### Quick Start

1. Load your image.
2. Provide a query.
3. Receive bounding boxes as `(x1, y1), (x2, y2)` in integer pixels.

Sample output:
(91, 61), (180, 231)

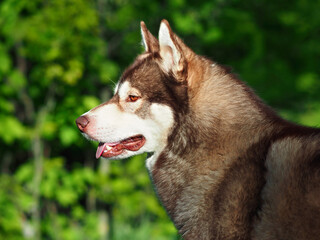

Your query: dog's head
(76, 20), (193, 159)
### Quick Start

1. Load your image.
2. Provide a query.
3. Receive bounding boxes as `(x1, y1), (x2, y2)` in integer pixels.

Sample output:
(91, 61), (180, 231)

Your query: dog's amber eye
(128, 95), (140, 102)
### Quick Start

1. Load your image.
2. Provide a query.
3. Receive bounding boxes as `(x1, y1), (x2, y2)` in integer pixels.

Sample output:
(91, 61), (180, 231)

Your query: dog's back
(77, 21), (320, 240)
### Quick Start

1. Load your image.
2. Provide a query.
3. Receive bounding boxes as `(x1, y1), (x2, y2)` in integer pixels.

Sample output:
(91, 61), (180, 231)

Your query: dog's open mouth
(96, 135), (146, 159)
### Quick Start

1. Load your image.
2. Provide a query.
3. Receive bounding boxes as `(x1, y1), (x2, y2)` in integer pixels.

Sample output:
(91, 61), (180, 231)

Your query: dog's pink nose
(76, 116), (89, 132)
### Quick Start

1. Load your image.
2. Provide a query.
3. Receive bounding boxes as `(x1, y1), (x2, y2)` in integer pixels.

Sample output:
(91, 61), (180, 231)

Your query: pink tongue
(96, 143), (107, 159)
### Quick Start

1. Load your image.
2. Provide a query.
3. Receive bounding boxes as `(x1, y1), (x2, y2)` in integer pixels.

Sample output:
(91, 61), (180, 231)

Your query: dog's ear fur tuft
(140, 21), (159, 53)
(159, 20), (187, 77)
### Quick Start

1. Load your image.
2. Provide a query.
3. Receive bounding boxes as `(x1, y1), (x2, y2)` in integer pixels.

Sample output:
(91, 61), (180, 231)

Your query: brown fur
(138, 21), (320, 240)
(77, 20), (320, 240)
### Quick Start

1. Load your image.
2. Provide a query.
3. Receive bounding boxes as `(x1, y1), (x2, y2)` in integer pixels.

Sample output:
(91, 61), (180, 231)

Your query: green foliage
(0, 0), (320, 240)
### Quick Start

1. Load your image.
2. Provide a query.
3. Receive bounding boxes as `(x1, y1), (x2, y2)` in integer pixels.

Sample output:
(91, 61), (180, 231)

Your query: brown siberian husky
(76, 20), (320, 240)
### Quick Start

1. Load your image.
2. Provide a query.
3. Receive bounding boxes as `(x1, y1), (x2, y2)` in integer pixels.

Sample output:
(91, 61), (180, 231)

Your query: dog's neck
(149, 58), (277, 239)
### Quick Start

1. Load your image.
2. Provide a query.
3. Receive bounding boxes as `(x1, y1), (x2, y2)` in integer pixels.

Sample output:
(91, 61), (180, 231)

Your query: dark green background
(0, 0), (320, 240)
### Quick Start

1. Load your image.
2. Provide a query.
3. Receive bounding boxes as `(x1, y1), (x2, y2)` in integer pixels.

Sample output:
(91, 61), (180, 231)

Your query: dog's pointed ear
(140, 21), (159, 53)
(159, 20), (191, 80)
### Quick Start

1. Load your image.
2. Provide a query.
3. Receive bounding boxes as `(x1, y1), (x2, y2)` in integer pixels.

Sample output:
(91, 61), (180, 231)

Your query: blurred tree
(0, 0), (320, 240)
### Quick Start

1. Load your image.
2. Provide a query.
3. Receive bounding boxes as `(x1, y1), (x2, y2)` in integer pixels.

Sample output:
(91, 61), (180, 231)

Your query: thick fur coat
(77, 20), (320, 240)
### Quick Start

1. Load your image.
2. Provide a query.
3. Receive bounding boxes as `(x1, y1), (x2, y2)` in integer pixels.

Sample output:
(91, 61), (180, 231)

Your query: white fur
(81, 81), (173, 161)
(146, 103), (174, 171)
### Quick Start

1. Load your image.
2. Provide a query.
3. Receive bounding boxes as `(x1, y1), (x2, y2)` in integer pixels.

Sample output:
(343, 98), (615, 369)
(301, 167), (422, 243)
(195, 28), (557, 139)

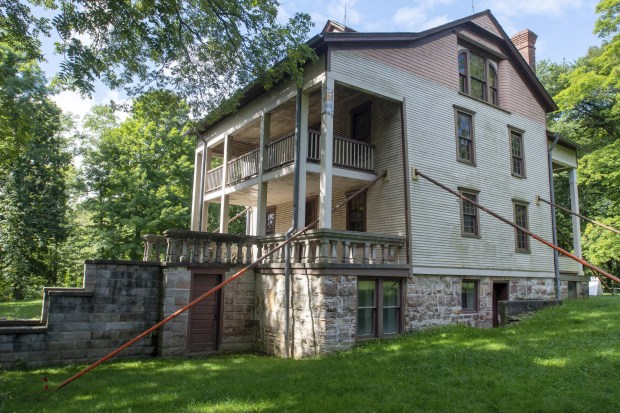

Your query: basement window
(357, 278), (401, 339)
(461, 280), (478, 313)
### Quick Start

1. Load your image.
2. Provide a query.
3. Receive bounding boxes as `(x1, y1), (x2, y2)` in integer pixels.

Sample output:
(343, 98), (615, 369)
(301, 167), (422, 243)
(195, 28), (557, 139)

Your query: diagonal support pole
(415, 169), (620, 283)
(58, 172), (386, 389)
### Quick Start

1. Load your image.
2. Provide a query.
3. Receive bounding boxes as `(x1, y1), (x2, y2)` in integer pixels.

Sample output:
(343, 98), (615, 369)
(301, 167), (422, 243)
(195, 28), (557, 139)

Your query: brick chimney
(511, 29), (538, 73)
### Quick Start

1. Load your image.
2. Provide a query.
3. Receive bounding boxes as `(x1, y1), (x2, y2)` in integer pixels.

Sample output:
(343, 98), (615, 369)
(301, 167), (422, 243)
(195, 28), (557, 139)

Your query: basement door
(187, 274), (221, 352)
(493, 283), (508, 327)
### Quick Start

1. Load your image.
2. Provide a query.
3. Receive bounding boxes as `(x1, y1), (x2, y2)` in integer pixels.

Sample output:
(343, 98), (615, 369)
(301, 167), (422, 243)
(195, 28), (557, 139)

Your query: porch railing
(228, 150), (258, 185)
(205, 130), (375, 192)
(260, 229), (406, 265)
(143, 229), (406, 265)
(265, 135), (295, 170)
(334, 136), (375, 171)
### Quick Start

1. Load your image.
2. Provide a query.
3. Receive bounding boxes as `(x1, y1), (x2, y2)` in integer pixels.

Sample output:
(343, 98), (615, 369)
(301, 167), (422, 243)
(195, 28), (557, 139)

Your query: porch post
(201, 147), (213, 232)
(295, 93), (310, 230)
(254, 113), (271, 235)
(319, 73), (334, 228)
(568, 168), (581, 258)
(220, 135), (232, 234)
(190, 143), (206, 231)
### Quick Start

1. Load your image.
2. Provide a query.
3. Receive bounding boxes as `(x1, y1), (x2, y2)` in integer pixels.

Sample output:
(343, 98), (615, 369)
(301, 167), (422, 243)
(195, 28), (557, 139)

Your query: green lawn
(0, 297), (620, 413)
(0, 298), (41, 320)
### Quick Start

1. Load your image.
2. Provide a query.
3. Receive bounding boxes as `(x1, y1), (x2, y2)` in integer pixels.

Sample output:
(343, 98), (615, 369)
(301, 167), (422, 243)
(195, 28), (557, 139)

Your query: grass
(0, 297), (620, 413)
(0, 298), (41, 320)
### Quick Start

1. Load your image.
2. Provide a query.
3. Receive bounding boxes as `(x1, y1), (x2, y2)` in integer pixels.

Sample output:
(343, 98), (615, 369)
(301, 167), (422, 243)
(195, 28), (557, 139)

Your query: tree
(79, 91), (195, 259)
(0, 48), (71, 299)
(538, 0), (620, 272)
(0, 0), (314, 113)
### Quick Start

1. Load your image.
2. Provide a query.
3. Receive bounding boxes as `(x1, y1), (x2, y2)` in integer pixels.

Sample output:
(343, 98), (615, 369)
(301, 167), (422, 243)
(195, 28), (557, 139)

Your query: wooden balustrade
(143, 229), (405, 265)
(205, 130), (375, 193)
(259, 229), (406, 265)
(205, 166), (224, 192)
(228, 149), (258, 185)
(265, 134), (295, 170)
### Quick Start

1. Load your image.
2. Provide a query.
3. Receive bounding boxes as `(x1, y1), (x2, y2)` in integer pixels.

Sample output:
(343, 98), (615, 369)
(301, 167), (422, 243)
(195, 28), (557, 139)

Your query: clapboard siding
(331, 42), (553, 276)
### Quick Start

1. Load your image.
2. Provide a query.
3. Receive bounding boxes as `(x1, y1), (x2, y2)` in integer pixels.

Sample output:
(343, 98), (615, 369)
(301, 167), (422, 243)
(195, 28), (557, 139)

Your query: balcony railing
(205, 130), (375, 192)
(228, 150), (258, 185)
(143, 229), (406, 265)
(260, 229), (406, 265)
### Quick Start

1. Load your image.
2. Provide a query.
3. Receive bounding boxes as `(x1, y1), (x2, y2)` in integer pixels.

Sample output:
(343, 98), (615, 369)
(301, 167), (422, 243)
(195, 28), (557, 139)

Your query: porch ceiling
(223, 173), (376, 206)
(213, 84), (363, 158)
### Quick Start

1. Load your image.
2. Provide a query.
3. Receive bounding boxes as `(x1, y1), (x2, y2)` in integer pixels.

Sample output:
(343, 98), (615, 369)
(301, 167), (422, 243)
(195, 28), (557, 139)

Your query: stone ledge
(0, 326), (47, 334)
(84, 259), (162, 267)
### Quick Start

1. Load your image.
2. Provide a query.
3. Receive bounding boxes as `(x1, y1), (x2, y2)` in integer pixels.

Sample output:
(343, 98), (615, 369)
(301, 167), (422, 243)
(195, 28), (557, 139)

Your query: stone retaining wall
(0, 260), (161, 369)
(256, 268), (357, 358)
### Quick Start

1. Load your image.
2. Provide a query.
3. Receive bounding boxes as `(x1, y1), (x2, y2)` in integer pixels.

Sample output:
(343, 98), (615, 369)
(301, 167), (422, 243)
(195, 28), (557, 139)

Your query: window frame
(461, 278), (480, 314)
(265, 206), (277, 235)
(512, 199), (532, 254)
(459, 188), (480, 238)
(345, 190), (368, 232)
(454, 105), (476, 166)
(355, 277), (404, 341)
(457, 44), (500, 107)
(508, 126), (527, 179)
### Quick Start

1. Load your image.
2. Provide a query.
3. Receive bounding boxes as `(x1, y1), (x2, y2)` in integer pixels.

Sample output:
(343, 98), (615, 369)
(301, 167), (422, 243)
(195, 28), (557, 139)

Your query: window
(461, 280), (478, 312)
(347, 191), (366, 232)
(456, 110), (475, 164)
(460, 190), (480, 237)
(514, 202), (530, 253)
(351, 102), (370, 143)
(265, 207), (276, 235)
(357, 278), (401, 338)
(458, 48), (499, 106)
(510, 130), (525, 178)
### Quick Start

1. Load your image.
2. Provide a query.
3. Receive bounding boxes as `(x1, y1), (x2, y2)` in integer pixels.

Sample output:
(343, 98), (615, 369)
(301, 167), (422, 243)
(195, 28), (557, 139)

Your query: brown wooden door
(493, 283), (508, 327)
(188, 274), (220, 352)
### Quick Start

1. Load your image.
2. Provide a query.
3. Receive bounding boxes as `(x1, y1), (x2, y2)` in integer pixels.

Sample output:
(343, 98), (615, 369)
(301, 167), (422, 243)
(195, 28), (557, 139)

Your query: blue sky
(42, 0), (600, 115)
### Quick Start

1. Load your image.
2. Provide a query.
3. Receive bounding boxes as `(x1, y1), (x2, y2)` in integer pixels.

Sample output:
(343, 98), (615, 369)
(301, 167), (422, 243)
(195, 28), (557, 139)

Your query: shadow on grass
(0, 298), (620, 412)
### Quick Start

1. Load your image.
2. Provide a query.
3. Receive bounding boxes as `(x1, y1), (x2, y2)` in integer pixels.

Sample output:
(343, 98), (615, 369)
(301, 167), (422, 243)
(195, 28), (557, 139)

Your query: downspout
(547, 134), (562, 300)
(198, 138), (207, 232)
(284, 88), (302, 358)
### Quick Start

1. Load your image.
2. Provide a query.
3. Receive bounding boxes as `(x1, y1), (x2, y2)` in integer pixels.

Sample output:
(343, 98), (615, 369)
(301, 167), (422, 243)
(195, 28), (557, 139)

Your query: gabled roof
(201, 10), (558, 134)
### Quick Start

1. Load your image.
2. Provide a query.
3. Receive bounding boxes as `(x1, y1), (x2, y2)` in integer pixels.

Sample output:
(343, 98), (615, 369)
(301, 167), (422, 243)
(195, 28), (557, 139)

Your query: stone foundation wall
(220, 267), (257, 352)
(404, 276), (587, 332)
(159, 266), (192, 357)
(256, 269), (357, 358)
(0, 260), (161, 369)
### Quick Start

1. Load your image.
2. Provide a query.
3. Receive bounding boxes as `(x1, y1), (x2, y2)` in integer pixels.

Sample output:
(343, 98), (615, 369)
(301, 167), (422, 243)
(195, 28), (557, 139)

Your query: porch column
(319, 73), (334, 228)
(254, 113), (271, 235)
(568, 168), (581, 258)
(295, 93), (310, 230)
(220, 135), (232, 234)
(190, 144), (206, 231)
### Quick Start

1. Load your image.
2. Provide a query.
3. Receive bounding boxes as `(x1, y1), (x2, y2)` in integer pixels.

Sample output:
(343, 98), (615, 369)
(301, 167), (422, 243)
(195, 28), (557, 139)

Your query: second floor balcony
(205, 130), (375, 193)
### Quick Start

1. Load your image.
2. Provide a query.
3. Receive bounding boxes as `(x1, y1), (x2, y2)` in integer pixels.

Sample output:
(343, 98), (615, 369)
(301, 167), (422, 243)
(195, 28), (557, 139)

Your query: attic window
(458, 48), (499, 106)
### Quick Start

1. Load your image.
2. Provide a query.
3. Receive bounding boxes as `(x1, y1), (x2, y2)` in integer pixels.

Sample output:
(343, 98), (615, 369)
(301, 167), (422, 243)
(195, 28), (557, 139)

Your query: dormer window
(458, 49), (499, 106)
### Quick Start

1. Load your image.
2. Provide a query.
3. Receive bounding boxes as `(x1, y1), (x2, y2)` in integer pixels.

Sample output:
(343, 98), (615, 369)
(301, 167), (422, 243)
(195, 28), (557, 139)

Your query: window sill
(459, 90), (512, 115)
(456, 158), (476, 167)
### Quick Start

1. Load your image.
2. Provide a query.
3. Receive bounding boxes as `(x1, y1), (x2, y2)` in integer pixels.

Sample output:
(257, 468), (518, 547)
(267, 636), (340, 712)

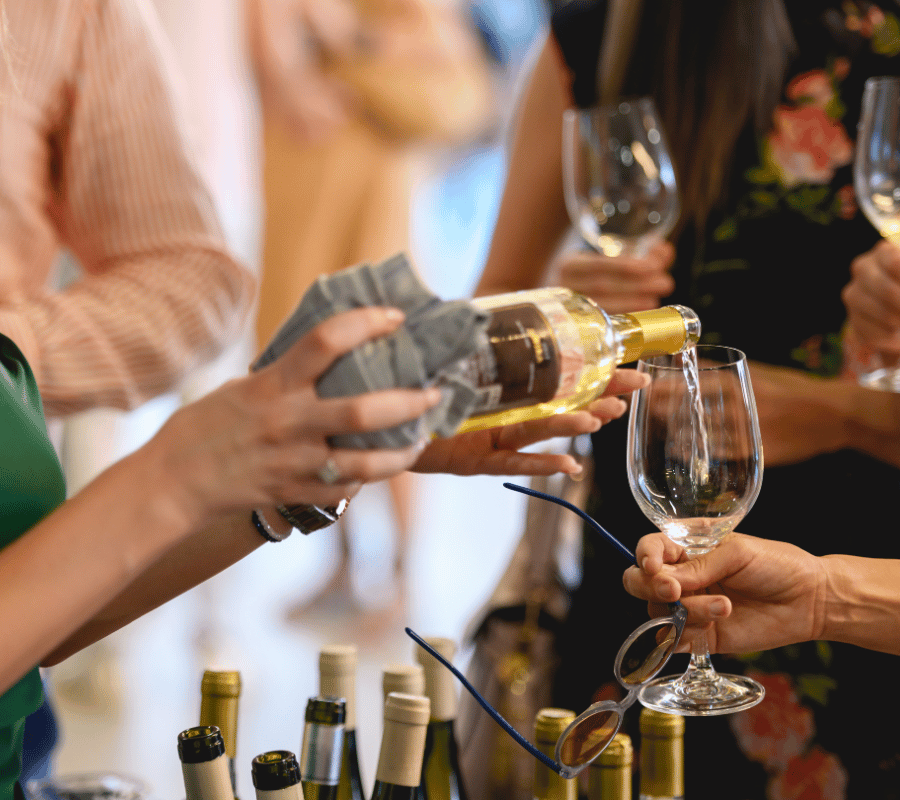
■ ■ ■
PROBLEM TO WORK ON
Find every line in the records above that contains the word "basement" and copy each one.

PROBLEM SOLUTION
Your query: basement window
Your query: basement door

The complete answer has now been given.